Problem description
From the first line to the last, print the data exactly as it appears.

*** Opening Records for processing ***

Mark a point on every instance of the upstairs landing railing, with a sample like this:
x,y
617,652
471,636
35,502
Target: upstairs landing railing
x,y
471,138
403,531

*** Closing Records for processing ***

Your solution
Mark a point on every instance of the upstairs landing railing, with a sample like this:
x,y
617,652
471,636
35,502
Target: upstairs landing railing
x,y
471,138
403,531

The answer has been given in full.